* **Exercise description**:
Format the material starting at the line that contains "As a warehouse robot's perception module, locate lake" and ending at the line that contains "0, 511, 1456, 831" as a two-column CSV with the columns text and answer. Put each text and its answer on one row, with each value in a single quoted field, line breaks replaced by spaces, and the pictures left out.

* **Provided entries**:
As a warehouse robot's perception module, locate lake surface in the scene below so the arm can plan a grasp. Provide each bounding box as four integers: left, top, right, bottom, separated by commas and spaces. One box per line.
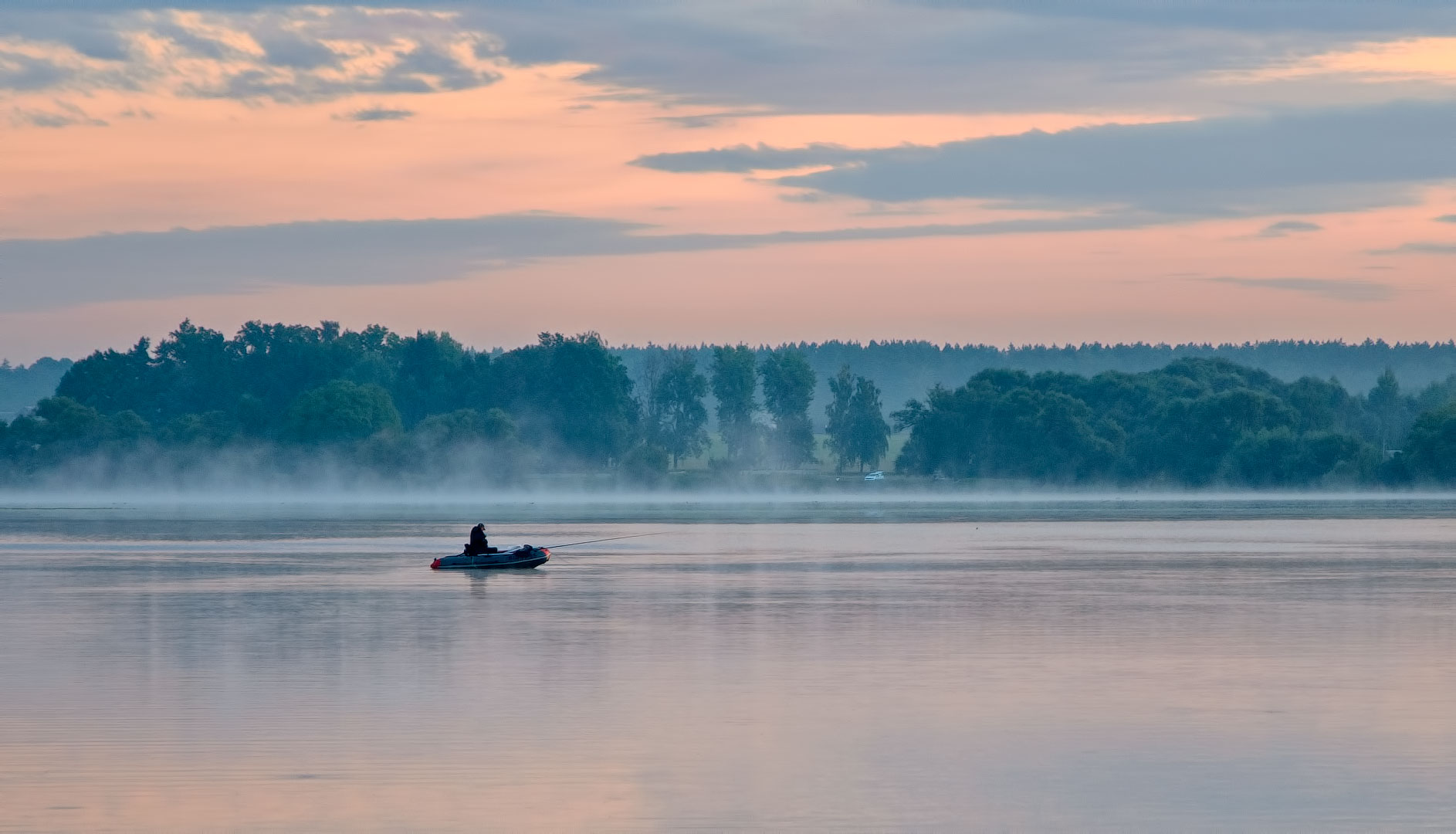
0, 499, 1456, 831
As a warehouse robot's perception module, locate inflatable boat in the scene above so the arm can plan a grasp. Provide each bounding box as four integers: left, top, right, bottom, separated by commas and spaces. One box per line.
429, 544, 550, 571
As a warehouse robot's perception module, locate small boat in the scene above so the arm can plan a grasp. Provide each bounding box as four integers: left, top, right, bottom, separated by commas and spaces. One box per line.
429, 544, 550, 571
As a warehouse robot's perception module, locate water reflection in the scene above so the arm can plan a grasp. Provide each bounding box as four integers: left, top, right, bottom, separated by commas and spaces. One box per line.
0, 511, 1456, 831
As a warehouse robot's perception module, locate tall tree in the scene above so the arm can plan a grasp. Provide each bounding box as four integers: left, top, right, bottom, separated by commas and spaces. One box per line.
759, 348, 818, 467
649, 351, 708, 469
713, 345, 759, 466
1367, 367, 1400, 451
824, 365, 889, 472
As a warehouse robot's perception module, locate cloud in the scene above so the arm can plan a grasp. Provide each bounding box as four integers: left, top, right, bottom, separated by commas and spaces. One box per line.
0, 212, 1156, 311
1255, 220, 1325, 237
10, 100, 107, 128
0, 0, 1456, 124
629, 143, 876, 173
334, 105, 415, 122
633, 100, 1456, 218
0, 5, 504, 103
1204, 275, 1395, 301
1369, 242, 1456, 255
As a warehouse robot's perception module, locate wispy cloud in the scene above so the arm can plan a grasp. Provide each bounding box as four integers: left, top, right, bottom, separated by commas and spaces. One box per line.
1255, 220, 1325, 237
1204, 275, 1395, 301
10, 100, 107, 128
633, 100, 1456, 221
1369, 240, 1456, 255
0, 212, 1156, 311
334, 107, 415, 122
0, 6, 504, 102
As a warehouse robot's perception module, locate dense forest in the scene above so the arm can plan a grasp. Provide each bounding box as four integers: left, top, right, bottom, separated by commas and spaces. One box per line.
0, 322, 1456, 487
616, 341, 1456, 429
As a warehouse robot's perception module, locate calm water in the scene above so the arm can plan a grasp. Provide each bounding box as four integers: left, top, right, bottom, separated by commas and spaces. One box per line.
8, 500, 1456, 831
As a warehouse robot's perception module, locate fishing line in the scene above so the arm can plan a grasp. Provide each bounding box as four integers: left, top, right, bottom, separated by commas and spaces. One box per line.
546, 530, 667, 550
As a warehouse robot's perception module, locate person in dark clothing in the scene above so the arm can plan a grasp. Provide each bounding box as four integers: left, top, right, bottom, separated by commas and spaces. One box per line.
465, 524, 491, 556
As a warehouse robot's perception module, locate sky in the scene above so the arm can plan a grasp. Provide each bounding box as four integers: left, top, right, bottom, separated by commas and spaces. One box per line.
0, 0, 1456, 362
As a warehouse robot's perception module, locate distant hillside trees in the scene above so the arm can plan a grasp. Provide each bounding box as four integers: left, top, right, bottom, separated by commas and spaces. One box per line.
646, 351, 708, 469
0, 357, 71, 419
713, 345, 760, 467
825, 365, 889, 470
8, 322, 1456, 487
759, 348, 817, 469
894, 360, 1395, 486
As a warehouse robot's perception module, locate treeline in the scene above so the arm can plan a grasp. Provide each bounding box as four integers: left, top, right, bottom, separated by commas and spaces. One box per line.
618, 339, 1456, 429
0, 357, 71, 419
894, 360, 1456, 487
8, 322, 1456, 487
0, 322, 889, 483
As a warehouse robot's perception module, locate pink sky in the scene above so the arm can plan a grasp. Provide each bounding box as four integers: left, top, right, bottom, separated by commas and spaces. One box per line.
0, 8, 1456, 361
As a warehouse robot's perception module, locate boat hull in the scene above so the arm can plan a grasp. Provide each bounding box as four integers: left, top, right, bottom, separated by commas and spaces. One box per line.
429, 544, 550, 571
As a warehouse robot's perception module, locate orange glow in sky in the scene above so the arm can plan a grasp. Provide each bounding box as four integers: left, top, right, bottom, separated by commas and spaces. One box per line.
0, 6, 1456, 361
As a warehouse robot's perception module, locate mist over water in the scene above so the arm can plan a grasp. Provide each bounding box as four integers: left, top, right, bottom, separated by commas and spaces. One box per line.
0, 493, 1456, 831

---

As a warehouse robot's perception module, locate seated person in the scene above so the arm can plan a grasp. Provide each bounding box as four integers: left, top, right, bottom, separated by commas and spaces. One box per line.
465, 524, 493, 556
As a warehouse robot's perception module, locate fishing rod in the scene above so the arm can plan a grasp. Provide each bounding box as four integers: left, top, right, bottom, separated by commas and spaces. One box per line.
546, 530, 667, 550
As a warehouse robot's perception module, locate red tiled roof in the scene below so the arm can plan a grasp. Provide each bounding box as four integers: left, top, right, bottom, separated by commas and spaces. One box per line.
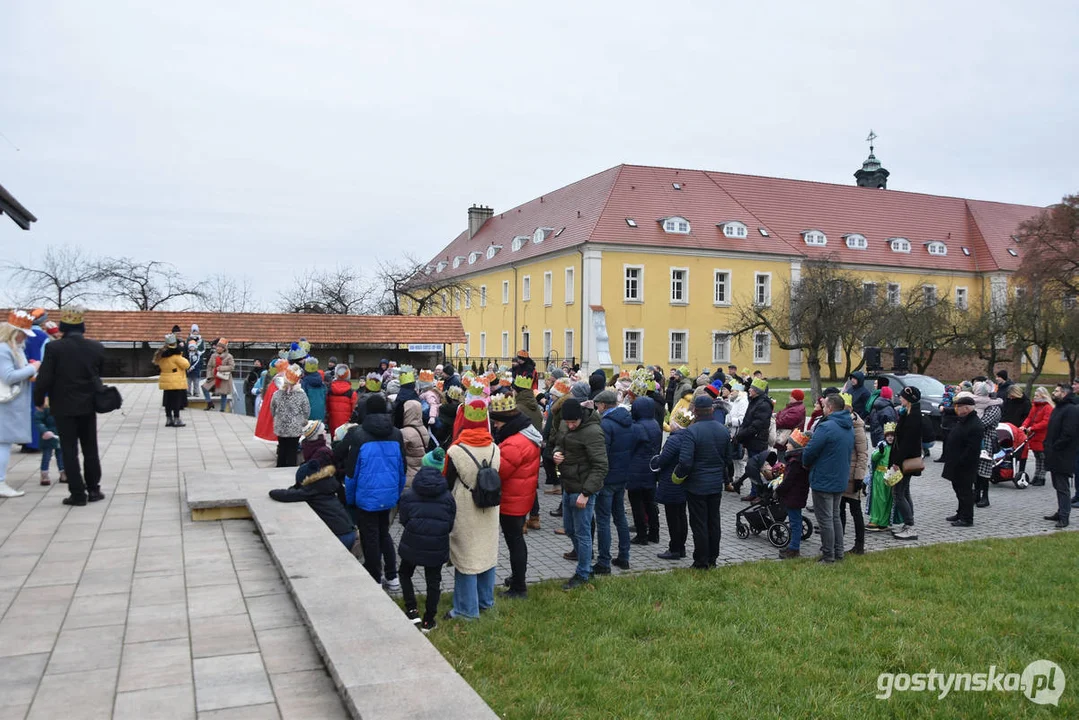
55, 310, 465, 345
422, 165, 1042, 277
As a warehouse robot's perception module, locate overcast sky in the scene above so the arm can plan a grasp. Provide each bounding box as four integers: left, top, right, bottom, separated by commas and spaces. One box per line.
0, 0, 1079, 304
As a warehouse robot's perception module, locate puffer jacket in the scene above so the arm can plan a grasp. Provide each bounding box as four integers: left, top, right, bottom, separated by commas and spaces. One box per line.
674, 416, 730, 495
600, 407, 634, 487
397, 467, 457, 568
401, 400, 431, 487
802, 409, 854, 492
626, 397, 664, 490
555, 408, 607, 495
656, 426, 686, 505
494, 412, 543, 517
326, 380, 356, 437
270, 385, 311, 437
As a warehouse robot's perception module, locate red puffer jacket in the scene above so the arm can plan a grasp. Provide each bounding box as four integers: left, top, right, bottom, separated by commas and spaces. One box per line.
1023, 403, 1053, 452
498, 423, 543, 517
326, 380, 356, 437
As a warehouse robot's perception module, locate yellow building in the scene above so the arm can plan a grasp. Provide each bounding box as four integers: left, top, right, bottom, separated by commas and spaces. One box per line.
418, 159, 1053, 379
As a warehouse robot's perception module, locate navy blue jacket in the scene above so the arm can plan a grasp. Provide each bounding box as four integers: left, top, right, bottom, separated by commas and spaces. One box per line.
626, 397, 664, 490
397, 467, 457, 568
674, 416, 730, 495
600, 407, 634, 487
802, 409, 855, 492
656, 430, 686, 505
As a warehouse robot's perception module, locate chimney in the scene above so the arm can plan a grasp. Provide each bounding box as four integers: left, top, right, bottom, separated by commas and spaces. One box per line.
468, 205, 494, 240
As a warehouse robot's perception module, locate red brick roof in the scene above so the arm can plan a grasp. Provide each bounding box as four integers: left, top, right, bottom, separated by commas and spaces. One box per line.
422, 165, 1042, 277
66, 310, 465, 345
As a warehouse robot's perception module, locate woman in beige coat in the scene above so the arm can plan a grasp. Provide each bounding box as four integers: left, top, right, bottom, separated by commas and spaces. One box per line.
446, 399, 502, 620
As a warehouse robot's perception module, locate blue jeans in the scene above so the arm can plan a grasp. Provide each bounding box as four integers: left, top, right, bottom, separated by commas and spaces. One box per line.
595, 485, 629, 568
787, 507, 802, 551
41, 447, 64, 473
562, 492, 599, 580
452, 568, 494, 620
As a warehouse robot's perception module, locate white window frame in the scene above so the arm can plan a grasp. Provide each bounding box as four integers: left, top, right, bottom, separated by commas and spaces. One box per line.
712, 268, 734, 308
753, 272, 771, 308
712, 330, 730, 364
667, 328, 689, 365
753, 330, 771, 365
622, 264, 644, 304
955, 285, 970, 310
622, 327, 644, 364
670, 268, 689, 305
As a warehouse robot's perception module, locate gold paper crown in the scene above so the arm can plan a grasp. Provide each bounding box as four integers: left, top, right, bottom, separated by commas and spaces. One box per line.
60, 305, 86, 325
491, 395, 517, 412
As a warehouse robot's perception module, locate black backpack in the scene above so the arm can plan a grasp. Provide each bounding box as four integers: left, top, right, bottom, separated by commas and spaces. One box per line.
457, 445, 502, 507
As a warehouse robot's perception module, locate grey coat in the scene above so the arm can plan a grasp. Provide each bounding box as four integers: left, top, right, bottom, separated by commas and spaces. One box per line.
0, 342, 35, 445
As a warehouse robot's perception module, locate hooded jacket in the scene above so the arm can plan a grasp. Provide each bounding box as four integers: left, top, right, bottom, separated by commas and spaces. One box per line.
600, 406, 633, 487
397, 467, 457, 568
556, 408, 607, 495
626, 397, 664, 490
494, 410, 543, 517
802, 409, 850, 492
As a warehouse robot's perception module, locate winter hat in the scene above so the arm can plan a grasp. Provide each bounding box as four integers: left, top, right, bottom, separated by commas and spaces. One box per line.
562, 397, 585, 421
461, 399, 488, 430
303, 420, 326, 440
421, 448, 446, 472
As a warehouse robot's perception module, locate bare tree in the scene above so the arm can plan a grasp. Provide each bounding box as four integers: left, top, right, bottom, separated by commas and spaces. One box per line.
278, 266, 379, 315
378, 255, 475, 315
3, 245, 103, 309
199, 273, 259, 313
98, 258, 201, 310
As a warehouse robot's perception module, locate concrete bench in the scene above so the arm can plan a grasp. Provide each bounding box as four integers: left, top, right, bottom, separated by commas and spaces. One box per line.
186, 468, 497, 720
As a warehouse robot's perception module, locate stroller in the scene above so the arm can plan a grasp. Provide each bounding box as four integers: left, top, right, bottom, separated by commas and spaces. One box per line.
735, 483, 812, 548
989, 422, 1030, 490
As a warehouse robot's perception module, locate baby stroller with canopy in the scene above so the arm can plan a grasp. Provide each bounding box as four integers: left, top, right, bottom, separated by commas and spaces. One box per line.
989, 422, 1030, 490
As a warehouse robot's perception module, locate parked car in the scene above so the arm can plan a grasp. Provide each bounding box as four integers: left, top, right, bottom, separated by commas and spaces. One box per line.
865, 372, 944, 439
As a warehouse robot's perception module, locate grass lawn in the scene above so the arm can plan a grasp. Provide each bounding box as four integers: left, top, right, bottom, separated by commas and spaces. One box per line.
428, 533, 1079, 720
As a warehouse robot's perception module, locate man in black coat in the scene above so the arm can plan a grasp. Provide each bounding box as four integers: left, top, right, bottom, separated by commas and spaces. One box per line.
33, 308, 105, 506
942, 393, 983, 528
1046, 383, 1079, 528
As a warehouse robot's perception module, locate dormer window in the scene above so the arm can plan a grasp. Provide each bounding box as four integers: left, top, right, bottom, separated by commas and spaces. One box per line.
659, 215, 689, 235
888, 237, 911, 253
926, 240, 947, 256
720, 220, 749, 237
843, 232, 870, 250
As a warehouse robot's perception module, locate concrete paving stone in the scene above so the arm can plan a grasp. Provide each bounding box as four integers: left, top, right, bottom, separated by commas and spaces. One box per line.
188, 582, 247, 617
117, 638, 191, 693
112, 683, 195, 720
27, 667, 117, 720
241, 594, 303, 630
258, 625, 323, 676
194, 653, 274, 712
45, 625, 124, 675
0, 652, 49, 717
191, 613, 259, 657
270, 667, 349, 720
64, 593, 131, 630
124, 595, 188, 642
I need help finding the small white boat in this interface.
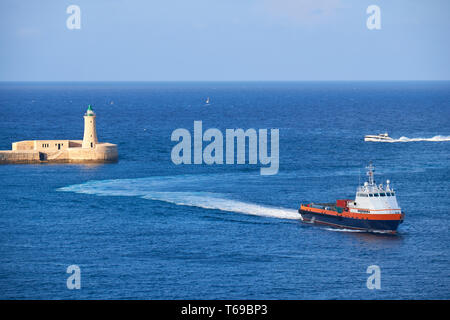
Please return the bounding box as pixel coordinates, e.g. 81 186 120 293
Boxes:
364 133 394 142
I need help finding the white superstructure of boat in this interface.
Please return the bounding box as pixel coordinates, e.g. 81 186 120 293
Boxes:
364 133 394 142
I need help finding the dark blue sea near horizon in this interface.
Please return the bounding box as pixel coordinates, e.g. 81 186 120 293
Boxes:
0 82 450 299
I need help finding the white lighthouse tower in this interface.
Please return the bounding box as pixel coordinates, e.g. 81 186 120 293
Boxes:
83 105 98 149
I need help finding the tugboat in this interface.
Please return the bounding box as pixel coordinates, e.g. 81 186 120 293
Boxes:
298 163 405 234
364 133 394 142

* **Result of the task**:
text,answer
"As a warehouse robot's perception module, locate lake surface in the scene below so the arm can plan a grasp. Provide each bounding box as four integers: left, top, right, bottom, separated by commas and spaces. One box per line.","0, 499, 1456, 831"
"As a warehouse robot's perception module, locate inflatable boat in the scene above so the arm can plan a grasp. Provide each bounding box as four integers: left, top, right, bottom, separated by commas and spaces. One box per line.","429, 544, 550, 571"
"As a warehouse robot's perception module, locate small boat in the scene above so the arm can plan a grasp. Provide each bounding box as four integers: left, top, right, bottom, separated by commas and spaces. One box per line.","429, 544, 550, 571"
"As a warehouse robot's perception module, locate water reflection in the scene above so the arm can plan a grasp. Provide each bounding box as four integers: left, top, right, bottom, separated by commas and spaces. One box per line.","0, 511, 1456, 831"